> [Given exercise] Convert all of the rows below into a JSON list of strings, one string per line, omitting blank lines and leaving out the pictures.

#### Supplied entries ####

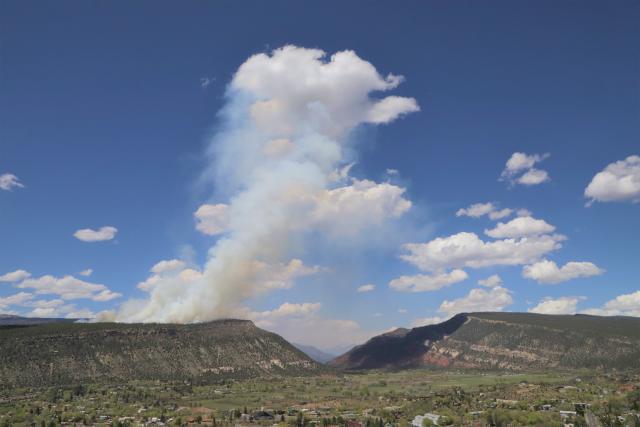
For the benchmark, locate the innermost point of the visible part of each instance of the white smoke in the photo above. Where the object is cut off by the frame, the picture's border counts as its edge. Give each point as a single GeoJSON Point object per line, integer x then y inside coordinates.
{"type": "Point", "coordinates": [281, 163]}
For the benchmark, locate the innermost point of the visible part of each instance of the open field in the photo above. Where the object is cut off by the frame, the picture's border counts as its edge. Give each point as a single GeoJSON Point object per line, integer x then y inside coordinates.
{"type": "Point", "coordinates": [344, 399]}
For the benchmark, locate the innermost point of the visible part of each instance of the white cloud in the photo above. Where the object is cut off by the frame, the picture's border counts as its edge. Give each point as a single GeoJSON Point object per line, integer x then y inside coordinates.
{"type": "Point", "coordinates": [333, 96]}
{"type": "Point", "coordinates": [168, 265]}
{"type": "Point", "coordinates": [425, 321]}
{"type": "Point", "coordinates": [491, 281]}
{"type": "Point", "coordinates": [523, 212]}
{"type": "Point", "coordinates": [101, 235]}
{"type": "Point", "coordinates": [390, 108]}
{"type": "Point", "coordinates": [57, 308]}
{"type": "Point", "coordinates": [476, 210]}
{"type": "Point", "coordinates": [366, 288]}
{"type": "Point", "coordinates": [289, 310]}
{"type": "Point", "coordinates": [205, 82]}
{"type": "Point", "coordinates": [278, 203]}
{"type": "Point", "coordinates": [562, 305]}
{"type": "Point", "coordinates": [618, 182]}
{"type": "Point", "coordinates": [546, 271]}
{"type": "Point", "coordinates": [502, 213]}
{"type": "Point", "coordinates": [364, 203]}
{"type": "Point", "coordinates": [423, 282]}
{"type": "Point", "coordinates": [86, 273]}
{"type": "Point", "coordinates": [520, 227]}
{"type": "Point", "coordinates": [468, 250]}
{"type": "Point", "coordinates": [212, 219]}
{"type": "Point", "coordinates": [68, 287]}
{"type": "Point", "coordinates": [494, 299]}
{"type": "Point", "coordinates": [520, 169]}
{"type": "Point", "coordinates": [294, 321]}
{"type": "Point", "coordinates": [480, 209]}
{"type": "Point", "coordinates": [173, 270]}
{"type": "Point", "coordinates": [622, 305]}
{"type": "Point", "coordinates": [15, 299]}
{"type": "Point", "coordinates": [533, 177]}
{"type": "Point", "coordinates": [9, 181]}
{"type": "Point", "coordinates": [15, 276]}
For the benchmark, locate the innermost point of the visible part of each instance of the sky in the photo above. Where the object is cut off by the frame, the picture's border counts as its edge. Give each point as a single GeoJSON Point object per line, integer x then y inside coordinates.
{"type": "Point", "coordinates": [330, 171]}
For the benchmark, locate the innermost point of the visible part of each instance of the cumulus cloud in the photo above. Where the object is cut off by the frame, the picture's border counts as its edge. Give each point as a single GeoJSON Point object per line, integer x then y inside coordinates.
{"type": "Point", "coordinates": [212, 219]}
{"type": "Point", "coordinates": [622, 305]}
{"type": "Point", "coordinates": [289, 310]}
{"type": "Point", "coordinates": [520, 227]}
{"type": "Point", "coordinates": [333, 96]}
{"type": "Point", "coordinates": [9, 181]}
{"type": "Point", "coordinates": [168, 265]}
{"type": "Point", "coordinates": [363, 203]}
{"type": "Point", "coordinates": [562, 305]}
{"type": "Point", "coordinates": [468, 250]}
{"type": "Point", "coordinates": [618, 182]}
{"type": "Point", "coordinates": [57, 308]}
{"type": "Point", "coordinates": [480, 209]}
{"type": "Point", "coordinates": [286, 128]}
{"type": "Point", "coordinates": [172, 270]}
{"type": "Point", "coordinates": [548, 272]}
{"type": "Point", "coordinates": [491, 281]}
{"type": "Point", "coordinates": [494, 299]}
{"type": "Point", "coordinates": [425, 321]}
{"type": "Point", "coordinates": [476, 210]}
{"type": "Point", "coordinates": [423, 282]}
{"type": "Point", "coordinates": [533, 177]}
{"type": "Point", "coordinates": [520, 169]}
{"type": "Point", "coordinates": [15, 299]}
{"type": "Point", "coordinates": [205, 82]}
{"type": "Point", "coordinates": [101, 235]}
{"type": "Point", "coordinates": [294, 321]}
{"type": "Point", "coordinates": [68, 287]}
{"type": "Point", "coordinates": [15, 276]}
{"type": "Point", "coordinates": [390, 108]}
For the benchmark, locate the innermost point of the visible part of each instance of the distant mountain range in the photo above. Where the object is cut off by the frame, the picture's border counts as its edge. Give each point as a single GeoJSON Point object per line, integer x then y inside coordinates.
{"type": "Point", "coordinates": [59, 351]}
{"type": "Point", "coordinates": [511, 341]}
{"type": "Point", "coordinates": [67, 353]}
{"type": "Point", "coordinates": [315, 353]}
{"type": "Point", "coordinates": [11, 320]}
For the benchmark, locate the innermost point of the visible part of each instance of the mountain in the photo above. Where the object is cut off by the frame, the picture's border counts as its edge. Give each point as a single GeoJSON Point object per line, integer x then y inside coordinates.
{"type": "Point", "coordinates": [513, 341]}
{"type": "Point", "coordinates": [64, 353]}
{"type": "Point", "coordinates": [314, 353]}
{"type": "Point", "coordinates": [11, 320]}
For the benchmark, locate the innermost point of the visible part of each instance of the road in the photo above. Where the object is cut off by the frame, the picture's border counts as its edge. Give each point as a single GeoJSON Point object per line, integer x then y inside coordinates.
{"type": "Point", "coordinates": [591, 420]}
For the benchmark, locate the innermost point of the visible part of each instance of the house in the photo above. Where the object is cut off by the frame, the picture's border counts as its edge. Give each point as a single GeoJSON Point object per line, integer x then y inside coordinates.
{"type": "Point", "coordinates": [419, 419]}
{"type": "Point", "coordinates": [567, 414]}
{"type": "Point", "coordinates": [262, 416]}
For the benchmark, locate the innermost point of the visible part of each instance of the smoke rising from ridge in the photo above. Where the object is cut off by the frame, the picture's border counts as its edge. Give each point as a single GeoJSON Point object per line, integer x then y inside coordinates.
{"type": "Point", "coordinates": [280, 160]}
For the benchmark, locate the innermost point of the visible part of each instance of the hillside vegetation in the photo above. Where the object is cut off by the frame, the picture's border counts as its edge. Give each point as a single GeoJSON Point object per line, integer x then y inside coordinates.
{"type": "Point", "coordinates": [513, 341]}
{"type": "Point", "coordinates": [64, 353]}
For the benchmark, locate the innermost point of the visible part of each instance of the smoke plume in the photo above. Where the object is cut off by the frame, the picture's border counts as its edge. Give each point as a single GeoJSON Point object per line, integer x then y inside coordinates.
{"type": "Point", "coordinates": [280, 168]}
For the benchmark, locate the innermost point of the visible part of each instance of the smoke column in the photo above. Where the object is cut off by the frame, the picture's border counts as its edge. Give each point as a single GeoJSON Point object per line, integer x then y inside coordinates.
{"type": "Point", "coordinates": [280, 160]}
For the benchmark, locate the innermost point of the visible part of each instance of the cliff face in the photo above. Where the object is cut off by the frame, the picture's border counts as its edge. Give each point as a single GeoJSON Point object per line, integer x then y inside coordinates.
{"type": "Point", "coordinates": [514, 341]}
{"type": "Point", "coordinates": [62, 353]}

####

> [Answer to this task]
[
  "For the benchmark, locate the innermost point of the visible part of each instance of the white smoke in the photo above. Where the object is cut off by the frame, the picture's border counts as its edge. Give each point as a single GeoJSON Point object per line, integer x then y inside coordinates.",
  "{\"type\": \"Point\", \"coordinates\": [281, 163]}",
  "For the benchmark, locate the innermost point of the visible part of each instance of the open field in the photo above. Where the object is cut off by the frame, the picture's border counts as its edge. Give each point as a single GeoJSON Point object per line, integer x then y inside coordinates.",
  "{\"type\": \"Point\", \"coordinates\": [344, 399]}",
  "For the benchmark, locate the innermost point of the visible part of each instance of the white cloud in the photo above. Where the object is cut off by the frame, the picture's border counts as its edge. Give each point as a single GeoJSON Point object per line, integer x then y inside coordinates.",
  "{\"type\": \"Point\", \"coordinates\": [333, 96]}",
  "{\"type\": \"Point\", \"coordinates\": [168, 265]}",
  "{\"type\": \"Point\", \"coordinates\": [425, 321]}",
  "{\"type\": \"Point\", \"coordinates\": [491, 281]}",
  "{\"type\": \"Point\", \"coordinates\": [523, 212]}",
  "{\"type\": \"Point\", \"coordinates\": [101, 235]}",
  "{\"type\": \"Point\", \"coordinates\": [390, 108]}",
  "{\"type\": \"Point\", \"coordinates\": [57, 308]}",
  "{\"type\": \"Point\", \"coordinates\": [476, 210]}",
  "{\"type\": \"Point\", \"coordinates\": [366, 288]}",
  "{\"type\": \"Point\", \"coordinates\": [289, 310]}",
  "{\"type\": \"Point\", \"coordinates\": [205, 82]}",
  "{\"type\": \"Point\", \"coordinates\": [278, 203]}",
  "{\"type\": \"Point\", \"coordinates\": [562, 305]}",
  "{\"type\": \"Point\", \"coordinates\": [618, 182]}",
  "{\"type\": \"Point\", \"coordinates\": [546, 271]}",
  "{\"type\": \"Point\", \"coordinates\": [502, 213]}",
  "{\"type\": \"Point\", \"coordinates\": [364, 203]}",
  "{\"type\": \"Point\", \"coordinates\": [423, 282]}",
  "{\"type\": \"Point\", \"coordinates\": [86, 273]}",
  "{\"type\": \"Point\", \"coordinates\": [520, 227]}",
  "{\"type\": \"Point\", \"coordinates\": [468, 250]}",
  "{\"type\": \"Point\", \"coordinates\": [212, 219]}",
  "{\"type\": \"Point\", \"coordinates\": [68, 287]}",
  "{\"type\": \"Point\", \"coordinates\": [494, 299]}",
  "{\"type\": \"Point\", \"coordinates\": [520, 169]}",
  "{\"type\": \"Point\", \"coordinates\": [294, 321]}",
  "{\"type\": \"Point\", \"coordinates\": [480, 209]}",
  "{\"type\": \"Point\", \"coordinates\": [173, 270]}",
  "{\"type\": \"Point\", \"coordinates\": [622, 305]}",
  "{\"type\": \"Point\", \"coordinates\": [15, 299]}",
  "{\"type\": \"Point\", \"coordinates\": [533, 177]}",
  "{\"type\": \"Point\", \"coordinates\": [9, 181]}",
  "{\"type\": \"Point\", \"coordinates\": [15, 276]}",
  "For the benchmark, locate the innermost point of the visible part of each instance of the sky in the photo above. Where the object is cut off by the frame, the picture's border counts as its edge. Give each point as a single GeoJSON Point object per line, integer x then y inside coordinates.",
  "{\"type\": \"Point\", \"coordinates\": [330, 171]}",
  "For the benchmark, locate the innermost point of the visible part of each instance of the cumulus cloud in the photo above. Where the object is cut off by the frame, the picture's border counts as its edge. Give each point as a single GeoJSON Point object per line, integer x then y inside coordinates.",
  "{\"type\": \"Point\", \"coordinates\": [212, 219]}",
  "{\"type\": \"Point\", \"coordinates\": [622, 305]}",
  "{\"type\": \"Point\", \"coordinates\": [289, 310]}",
  "{\"type\": \"Point\", \"coordinates\": [520, 227]}",
  "{\"type\": \"Point\", \"coordinates\": [333, 96]}",
  "{\"type\": \"Point\", \"coordinates\": [9, 181]}",
  "{\"type\": \"Point\", \"coordinates\": [168, 265]}",
  "{\"type\": \"Point\", \"coordinates\": [363, 203]}",
  "{\"type\": \"Point\", \"coordinates\": [562, 305]}",
  "{\"type\": \"Point\", \"coordinates\": [468, 250]}",
  "{\"type\": \"Point\", \"coordinates\": [618, 182]}",
  "{\"type\": \"Point\", \"coordinates\": [57, 308]}",
  "{\"type\": \"Point\", \"coordinates\": [480, 209]}",
  "{\"type\": \"Point\", \"coordinates\": [286, 128]}",
  "{\"type\": \"Point\", \"coordinates\": [172, 270]}",
  "{\"type\": \"Point\", \"coordinates\": [548, 272]}",
  "{\"type\": \"Point\", \"coordinates\": [491, 281]}",
  "{\"type\": \"Point\", \"coordinates\": [494, 299]}",
  "{\"type\": \"Point\", \"coordinates\": [425, 321]}",
  "{\"type\": \"Point\", \"coordinates\": [476, 210]}",
  "{\"type\": \"Point\", \"coordinates\": [423, 282]}",
  "{\"type\": \"Point\", \"coordinates\": [533, 177]}",
  "{\"type\": \"Point\", \"coordinates\": [520, 169]}",
  "{\"type\": \"Point\", \"coordinates\": [15, 299]}",
  "{\"type\": \"Point\", \"coordinates\": [205, 82]}",
  "{\"type\": \"Point\", \"coordinates\": [101, 235]}",
  "{\"type\": \"Point\", \"coordinates\": [294, 321]}",
  "{\"type\": \"Point\", \"coordinates\": [68, 287]}",
  "{\"type\": \"Point\", \"coordinates\": [15, 276]}",
  "{\"type\": \"Point\", \"coordinates\": [390, 108]}",
  "For the benchmark, locate the innermost point of the visible part of each instance of the distant mountain range in the photo above. Where the object is cut off by the frame, the picture's border counts as its edge. Give each point as a single GeoJSON Point object per line, integer x then y inside coordinates.",
  "{\"type\": \"Point\", \"coordinates\": [59, 351]}",
  "{\"type\": \"Point\", \"coordinates\": [511, 341]}",
  "{\"type\": \"Point\", \"coordinates\": [67, 353]}",
  "{\"type\": \"Point\", \"coordinates\": [315, 353]}",
  "{\"type\": \"Point\", \"coordinates\": [11, 320]}",
  "For the benchmark, locate the innermost point of the visible part of each instance of the mountain in the photo above. Where the object is cut off by the frame, the picture's border counts as its edge. Give each point as a single GeoJSON Point object per line, integer x then y inside coordinates.",
  "{\"type\": \"Point\", \"coordinates\": [513, 341]}",
  "{\"type\": \"Point\", \"coordinates\": [64, 353]}",
  "{\"type\": \"Point\", \"coordinates\": [314, 353]}",
  "{\"type\": \"Point\", \"coordinates\": [11, 320]}",
  "For the benchmark, locate the innermost point of the visible part of each instance of the road in the photo above. Where the object is cut off by the frame, the picture's border counts as its edge. Give each point as a single GeoJSON Point object per line, integer x then y inside coordinates.",
  "{\"type\": \"Point\", \"coordinates\": [591, 420]}",
  "For the benchmark, locate the innermost point of the visible part of each instance of the house in the photo above. Where the object is cut off by the frame, the picture's border counts as its edge. Give each point as a single GeoJSON Point object per line, integer x then y inside coordinates.",
  "{\"type\": \"Point\", \"coordinates\": [419, 419]}",
  "{\"type\": \"Point\", \"coordinates\": [567, 414]}",
  "{\"type\": \"Point\", \"coordinates\": [262, 416]}",
  "For the benchmark, locate the innermost point of the visible part of each instance of the smoke rising from ridge in the photo above. Where the object is cut off by the frame, the picture's border counts as its edge. Give each point as a single GeoJSON Point object per line, integer x then y inside coordinates.",
  "{\"type\": \"Point\", \"coordinates\": [280, 160]}",
  "For the benchmark, locate the innermost point of the visible part of each instance of the hillside vegetation in the photo above. Where the object is cut off by the frame, the picture's border counts as its edge. Give each point as a single GeoJSON Point object per line, integer x then y inside coordinates.",
  "{\"type\": \"Point\", \"coordinates\": [513, 341]}",
  "{\"type\": \"Point\", \"coordinates\": [64, 353]}",
  "For the benchmark, locate the innermost point of the visible part of each instance of the smoke plume in the photo above. Where the object is cut off by the frame, the picture's border counts as its edge. Give each point as a single GeoJSON Point object per line, integer x then y inside coordinates.",
  "{\"type\": \"Point\", \"coordinates\": [280, 168]}",
  "For the benchmark, locate the innermost point of the visible part of each instance of the smoke column in the photo above. Where the object is cut off by the frame, the picture's border counts as its edge. Give each point as a single GeoJSON Point object per line, integer x then y inside coordinates.",
  "{\"type\": \"Point\", \"coordinates\": [280, 160]}",
  "For the benchmark, locate the innermost point of the visible part of each instance of the cliff face in the photo above. Where the object is cut off by the frame, the picture's border counts as its edge. Give each point as a single GeoJSON Point object per line, integer x then y inside coordinates.",
  "{\"type\": \"Point\", \"coordinates\": [514, 341]}",
  "{\"type\": \"Point\", \"coordinates\": [62, 353]}"
]